* Source material:

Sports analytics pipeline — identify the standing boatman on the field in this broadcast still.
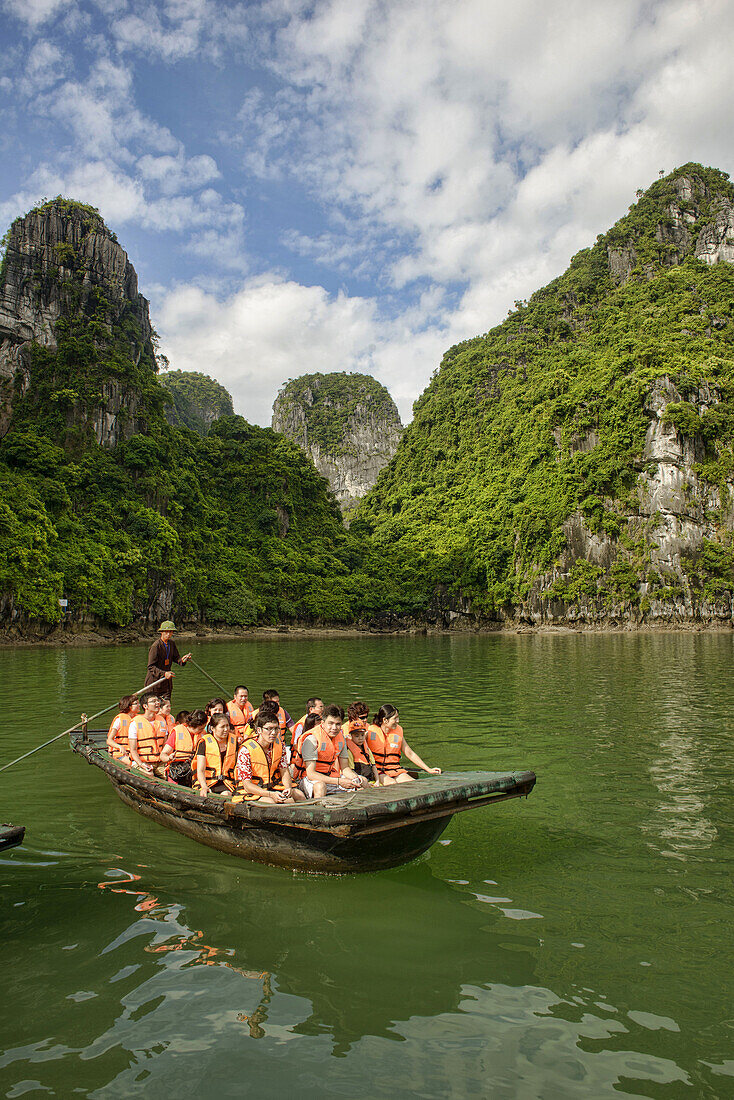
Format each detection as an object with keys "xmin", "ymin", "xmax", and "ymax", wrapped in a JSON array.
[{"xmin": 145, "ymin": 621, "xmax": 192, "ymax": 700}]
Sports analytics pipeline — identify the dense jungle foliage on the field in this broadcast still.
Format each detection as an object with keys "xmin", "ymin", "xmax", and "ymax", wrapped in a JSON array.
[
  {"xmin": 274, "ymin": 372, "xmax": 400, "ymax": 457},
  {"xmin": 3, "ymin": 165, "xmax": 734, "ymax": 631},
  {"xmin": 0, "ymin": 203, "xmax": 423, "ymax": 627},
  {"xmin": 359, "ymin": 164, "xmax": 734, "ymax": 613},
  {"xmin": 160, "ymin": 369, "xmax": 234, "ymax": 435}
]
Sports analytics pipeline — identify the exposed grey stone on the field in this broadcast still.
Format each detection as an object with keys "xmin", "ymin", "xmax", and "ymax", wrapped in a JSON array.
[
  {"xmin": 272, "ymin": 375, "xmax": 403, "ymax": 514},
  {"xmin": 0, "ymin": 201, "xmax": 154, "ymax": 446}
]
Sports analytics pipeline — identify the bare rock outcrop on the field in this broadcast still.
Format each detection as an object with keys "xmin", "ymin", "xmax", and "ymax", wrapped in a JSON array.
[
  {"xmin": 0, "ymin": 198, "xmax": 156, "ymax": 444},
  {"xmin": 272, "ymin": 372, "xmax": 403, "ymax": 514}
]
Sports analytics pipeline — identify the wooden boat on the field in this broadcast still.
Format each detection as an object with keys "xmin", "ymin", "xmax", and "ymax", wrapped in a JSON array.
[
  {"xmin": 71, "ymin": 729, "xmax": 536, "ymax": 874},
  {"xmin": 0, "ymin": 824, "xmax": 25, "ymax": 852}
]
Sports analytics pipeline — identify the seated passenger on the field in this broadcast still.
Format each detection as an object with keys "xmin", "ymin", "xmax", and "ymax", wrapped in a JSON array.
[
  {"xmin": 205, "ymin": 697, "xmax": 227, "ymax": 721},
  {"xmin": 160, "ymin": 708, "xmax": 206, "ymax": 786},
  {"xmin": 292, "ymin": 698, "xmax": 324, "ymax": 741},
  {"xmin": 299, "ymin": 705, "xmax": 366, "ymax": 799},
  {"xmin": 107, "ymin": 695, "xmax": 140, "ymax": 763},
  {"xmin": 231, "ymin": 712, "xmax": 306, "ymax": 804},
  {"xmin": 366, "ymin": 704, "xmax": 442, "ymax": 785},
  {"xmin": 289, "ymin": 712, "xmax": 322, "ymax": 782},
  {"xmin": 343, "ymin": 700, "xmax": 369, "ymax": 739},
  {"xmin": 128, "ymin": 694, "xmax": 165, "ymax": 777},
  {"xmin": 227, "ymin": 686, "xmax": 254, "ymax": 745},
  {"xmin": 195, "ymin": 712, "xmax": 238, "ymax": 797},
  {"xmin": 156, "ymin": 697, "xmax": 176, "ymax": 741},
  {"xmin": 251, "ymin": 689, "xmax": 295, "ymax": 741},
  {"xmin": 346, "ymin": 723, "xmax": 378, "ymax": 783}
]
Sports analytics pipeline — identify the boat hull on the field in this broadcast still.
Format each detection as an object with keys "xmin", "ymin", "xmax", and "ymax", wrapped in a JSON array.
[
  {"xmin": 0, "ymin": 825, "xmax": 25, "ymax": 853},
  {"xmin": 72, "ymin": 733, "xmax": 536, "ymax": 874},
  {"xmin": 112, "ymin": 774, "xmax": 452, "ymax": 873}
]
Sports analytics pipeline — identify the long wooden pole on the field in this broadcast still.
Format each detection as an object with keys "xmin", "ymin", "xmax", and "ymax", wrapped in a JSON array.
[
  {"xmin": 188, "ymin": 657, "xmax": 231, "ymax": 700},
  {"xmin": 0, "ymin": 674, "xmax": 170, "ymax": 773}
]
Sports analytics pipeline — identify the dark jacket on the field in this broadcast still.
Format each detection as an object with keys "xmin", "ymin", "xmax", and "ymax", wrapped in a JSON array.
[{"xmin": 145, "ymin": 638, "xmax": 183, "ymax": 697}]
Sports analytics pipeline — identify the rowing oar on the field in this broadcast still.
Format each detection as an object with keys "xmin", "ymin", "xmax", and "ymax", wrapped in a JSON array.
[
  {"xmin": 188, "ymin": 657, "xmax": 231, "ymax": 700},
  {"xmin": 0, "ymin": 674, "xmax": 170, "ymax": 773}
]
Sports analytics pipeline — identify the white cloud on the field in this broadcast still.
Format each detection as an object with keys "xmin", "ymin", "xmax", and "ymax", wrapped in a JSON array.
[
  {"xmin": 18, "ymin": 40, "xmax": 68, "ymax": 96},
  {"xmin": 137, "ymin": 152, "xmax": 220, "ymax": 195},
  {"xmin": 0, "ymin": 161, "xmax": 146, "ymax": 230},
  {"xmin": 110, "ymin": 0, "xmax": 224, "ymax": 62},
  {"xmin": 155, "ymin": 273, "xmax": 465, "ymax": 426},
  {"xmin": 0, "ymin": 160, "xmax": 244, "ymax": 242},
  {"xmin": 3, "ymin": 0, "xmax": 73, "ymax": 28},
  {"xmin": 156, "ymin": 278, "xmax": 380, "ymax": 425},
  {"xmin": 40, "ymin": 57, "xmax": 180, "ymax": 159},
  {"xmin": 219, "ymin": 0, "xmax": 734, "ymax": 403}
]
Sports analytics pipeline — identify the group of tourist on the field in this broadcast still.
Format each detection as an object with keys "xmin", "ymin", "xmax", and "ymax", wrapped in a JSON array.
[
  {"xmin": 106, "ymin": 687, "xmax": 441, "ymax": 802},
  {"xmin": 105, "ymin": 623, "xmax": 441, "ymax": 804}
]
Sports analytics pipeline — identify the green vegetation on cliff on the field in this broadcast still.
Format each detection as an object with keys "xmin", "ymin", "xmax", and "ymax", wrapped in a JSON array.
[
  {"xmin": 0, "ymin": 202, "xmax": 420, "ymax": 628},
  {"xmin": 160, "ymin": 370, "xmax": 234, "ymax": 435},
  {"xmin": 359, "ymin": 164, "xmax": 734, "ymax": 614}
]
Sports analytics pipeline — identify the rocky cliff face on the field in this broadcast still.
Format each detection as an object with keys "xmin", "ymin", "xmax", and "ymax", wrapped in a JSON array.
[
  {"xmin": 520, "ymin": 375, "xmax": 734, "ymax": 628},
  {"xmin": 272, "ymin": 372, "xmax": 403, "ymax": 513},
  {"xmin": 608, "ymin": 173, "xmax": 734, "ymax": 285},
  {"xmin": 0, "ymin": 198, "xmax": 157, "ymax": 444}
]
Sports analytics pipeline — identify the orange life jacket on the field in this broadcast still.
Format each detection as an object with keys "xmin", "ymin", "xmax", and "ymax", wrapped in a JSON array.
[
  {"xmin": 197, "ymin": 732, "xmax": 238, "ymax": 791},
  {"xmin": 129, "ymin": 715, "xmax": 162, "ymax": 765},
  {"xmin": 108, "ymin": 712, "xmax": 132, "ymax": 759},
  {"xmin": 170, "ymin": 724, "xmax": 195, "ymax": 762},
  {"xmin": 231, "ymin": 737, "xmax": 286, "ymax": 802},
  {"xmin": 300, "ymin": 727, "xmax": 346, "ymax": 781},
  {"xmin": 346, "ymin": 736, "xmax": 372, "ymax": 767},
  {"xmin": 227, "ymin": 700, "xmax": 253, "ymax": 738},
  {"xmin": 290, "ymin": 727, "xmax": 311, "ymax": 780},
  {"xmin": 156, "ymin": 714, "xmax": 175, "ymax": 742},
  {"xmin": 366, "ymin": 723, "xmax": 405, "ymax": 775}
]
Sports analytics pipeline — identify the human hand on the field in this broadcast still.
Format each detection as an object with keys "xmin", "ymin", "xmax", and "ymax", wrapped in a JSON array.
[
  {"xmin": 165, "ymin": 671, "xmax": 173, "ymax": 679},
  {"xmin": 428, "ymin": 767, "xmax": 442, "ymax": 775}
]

--

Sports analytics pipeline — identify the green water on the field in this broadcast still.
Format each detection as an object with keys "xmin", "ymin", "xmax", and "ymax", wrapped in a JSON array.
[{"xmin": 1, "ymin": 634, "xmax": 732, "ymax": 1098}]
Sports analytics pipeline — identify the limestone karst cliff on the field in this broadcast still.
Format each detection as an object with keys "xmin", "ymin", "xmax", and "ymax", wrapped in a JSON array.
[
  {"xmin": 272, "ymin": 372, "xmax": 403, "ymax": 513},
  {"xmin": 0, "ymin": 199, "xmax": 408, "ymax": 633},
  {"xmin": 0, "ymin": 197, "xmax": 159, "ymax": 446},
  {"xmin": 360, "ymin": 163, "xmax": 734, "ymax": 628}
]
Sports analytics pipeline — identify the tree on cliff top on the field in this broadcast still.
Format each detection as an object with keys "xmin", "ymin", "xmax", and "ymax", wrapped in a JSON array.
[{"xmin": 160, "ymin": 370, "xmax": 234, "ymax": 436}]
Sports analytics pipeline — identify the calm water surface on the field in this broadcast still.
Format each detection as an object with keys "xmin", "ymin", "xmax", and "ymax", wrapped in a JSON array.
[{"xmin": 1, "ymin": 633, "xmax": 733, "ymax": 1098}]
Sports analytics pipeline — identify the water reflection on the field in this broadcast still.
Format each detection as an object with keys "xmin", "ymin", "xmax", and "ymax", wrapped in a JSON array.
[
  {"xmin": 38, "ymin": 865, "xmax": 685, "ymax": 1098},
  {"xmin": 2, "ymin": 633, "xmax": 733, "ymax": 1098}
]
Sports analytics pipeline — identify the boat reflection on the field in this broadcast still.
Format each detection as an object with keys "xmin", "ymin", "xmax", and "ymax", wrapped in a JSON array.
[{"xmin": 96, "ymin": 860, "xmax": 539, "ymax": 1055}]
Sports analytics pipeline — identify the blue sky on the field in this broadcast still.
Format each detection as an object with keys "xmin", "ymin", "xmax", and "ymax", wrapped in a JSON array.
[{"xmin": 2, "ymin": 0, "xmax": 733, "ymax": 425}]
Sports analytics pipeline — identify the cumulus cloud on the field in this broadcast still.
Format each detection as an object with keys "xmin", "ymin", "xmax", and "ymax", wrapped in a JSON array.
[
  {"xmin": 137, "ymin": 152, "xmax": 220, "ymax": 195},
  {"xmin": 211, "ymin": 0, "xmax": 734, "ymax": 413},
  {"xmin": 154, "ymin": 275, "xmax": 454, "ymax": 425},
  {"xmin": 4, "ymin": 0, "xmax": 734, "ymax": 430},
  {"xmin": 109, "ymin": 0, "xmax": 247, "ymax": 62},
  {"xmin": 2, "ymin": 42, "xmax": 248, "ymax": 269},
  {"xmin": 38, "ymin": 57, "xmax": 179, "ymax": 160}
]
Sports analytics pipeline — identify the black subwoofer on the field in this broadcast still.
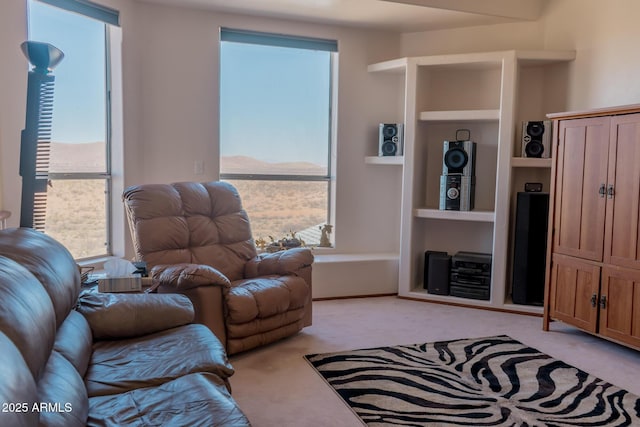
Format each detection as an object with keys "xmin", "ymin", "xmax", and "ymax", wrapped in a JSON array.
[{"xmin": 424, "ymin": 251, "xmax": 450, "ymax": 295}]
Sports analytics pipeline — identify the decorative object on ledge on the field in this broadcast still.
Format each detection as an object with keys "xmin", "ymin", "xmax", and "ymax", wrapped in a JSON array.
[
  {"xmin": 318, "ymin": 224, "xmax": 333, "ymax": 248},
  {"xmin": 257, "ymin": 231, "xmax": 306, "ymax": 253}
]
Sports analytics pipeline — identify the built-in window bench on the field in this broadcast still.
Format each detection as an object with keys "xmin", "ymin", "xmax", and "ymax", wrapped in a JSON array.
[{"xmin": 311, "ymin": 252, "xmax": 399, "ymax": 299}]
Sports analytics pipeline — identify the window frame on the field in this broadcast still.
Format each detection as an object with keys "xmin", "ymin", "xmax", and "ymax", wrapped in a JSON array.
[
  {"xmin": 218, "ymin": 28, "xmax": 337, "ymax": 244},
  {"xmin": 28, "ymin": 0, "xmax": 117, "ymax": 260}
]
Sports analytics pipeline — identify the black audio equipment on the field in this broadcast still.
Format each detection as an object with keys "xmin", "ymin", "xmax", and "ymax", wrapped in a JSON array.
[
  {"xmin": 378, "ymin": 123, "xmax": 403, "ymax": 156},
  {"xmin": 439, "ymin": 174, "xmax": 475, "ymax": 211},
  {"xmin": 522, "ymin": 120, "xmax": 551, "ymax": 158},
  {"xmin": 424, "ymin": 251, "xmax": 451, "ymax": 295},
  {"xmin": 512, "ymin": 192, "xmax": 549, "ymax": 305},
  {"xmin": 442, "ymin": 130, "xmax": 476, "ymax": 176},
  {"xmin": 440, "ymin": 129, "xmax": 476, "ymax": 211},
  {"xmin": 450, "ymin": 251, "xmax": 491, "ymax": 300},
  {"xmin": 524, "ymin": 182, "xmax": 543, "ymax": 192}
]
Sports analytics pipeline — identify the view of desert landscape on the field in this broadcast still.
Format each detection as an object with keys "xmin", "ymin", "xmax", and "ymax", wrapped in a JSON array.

--

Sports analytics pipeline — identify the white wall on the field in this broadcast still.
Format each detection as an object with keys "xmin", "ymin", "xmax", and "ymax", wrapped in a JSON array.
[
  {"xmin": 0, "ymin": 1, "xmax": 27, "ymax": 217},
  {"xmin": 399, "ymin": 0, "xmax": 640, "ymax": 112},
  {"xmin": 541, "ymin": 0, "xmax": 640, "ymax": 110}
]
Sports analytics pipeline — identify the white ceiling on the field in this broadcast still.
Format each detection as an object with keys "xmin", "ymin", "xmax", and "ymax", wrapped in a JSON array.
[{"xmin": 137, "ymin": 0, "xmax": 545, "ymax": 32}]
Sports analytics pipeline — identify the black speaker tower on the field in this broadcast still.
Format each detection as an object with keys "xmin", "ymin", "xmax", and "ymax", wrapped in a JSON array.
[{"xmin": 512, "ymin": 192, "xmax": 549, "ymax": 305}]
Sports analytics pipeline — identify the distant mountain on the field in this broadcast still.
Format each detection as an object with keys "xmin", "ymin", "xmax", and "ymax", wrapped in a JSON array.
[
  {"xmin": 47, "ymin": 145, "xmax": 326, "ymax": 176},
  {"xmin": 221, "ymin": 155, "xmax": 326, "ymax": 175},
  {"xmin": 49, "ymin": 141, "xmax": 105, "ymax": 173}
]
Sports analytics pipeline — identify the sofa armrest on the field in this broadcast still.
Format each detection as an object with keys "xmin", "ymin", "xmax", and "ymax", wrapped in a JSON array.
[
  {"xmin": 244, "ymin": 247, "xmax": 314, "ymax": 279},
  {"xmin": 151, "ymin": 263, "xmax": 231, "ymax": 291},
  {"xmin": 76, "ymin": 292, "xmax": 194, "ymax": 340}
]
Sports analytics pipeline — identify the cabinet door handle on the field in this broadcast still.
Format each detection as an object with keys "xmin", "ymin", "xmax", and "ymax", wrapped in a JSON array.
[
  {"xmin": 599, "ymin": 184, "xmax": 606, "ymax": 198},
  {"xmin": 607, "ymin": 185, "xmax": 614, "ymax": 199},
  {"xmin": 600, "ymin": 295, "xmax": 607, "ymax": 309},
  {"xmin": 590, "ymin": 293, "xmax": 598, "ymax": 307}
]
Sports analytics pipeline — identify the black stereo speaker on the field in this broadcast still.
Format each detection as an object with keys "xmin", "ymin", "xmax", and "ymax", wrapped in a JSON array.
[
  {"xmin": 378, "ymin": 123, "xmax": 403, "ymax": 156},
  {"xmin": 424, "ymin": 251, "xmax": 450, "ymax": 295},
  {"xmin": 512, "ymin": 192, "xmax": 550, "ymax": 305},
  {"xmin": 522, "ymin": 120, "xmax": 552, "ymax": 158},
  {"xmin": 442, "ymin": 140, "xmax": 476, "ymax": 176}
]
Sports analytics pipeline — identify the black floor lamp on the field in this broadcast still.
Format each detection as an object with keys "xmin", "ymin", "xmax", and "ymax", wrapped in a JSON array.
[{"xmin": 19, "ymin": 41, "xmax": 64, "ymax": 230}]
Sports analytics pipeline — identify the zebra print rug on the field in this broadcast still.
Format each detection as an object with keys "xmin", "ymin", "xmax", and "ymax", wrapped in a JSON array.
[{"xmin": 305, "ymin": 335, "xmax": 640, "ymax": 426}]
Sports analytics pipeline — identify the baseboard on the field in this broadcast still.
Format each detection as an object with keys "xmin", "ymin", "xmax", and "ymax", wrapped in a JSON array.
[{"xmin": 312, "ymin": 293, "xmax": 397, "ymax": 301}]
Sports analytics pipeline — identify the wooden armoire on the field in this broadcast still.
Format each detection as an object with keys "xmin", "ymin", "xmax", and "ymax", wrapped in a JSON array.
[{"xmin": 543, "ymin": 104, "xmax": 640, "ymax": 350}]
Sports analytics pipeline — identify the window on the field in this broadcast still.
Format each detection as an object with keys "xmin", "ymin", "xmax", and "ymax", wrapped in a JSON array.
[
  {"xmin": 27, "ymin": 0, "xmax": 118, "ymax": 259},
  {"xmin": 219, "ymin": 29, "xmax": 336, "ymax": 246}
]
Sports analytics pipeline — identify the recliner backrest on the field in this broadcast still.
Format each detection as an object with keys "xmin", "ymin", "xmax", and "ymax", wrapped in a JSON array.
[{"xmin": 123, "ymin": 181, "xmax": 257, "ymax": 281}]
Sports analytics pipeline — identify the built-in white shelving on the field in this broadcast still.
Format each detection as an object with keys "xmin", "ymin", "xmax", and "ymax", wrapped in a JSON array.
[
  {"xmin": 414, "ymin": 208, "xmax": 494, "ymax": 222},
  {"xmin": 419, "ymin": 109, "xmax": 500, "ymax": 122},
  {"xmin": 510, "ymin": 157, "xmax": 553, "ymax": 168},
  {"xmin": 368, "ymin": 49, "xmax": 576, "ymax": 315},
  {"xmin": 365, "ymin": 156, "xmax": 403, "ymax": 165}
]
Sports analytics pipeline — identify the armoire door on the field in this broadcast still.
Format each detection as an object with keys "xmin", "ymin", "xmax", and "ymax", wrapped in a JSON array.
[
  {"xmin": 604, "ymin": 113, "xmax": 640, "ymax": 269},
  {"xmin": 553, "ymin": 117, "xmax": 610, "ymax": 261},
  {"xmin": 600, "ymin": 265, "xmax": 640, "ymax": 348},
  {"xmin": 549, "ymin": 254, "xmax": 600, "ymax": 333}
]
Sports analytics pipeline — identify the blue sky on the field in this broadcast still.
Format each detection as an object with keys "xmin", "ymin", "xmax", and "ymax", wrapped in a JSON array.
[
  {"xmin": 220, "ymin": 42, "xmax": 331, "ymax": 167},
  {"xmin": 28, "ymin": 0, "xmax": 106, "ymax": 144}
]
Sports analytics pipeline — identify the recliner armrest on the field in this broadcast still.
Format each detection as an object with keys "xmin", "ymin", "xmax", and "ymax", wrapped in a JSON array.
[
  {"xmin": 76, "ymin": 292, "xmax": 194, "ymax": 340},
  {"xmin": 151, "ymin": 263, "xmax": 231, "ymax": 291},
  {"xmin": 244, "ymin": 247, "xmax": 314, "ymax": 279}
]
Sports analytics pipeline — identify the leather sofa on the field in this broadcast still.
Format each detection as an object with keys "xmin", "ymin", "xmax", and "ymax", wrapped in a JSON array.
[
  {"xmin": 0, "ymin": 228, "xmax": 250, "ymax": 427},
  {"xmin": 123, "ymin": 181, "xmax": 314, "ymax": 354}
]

* Problem requirements: Reproduce each line above that contains "sofa".

* Reply:
Sports analytics pipeline — identify the sofa armrest on the field in this broadcast still.
Sports analytics pipeline — identify the leather sofa on the field in this broadcast still.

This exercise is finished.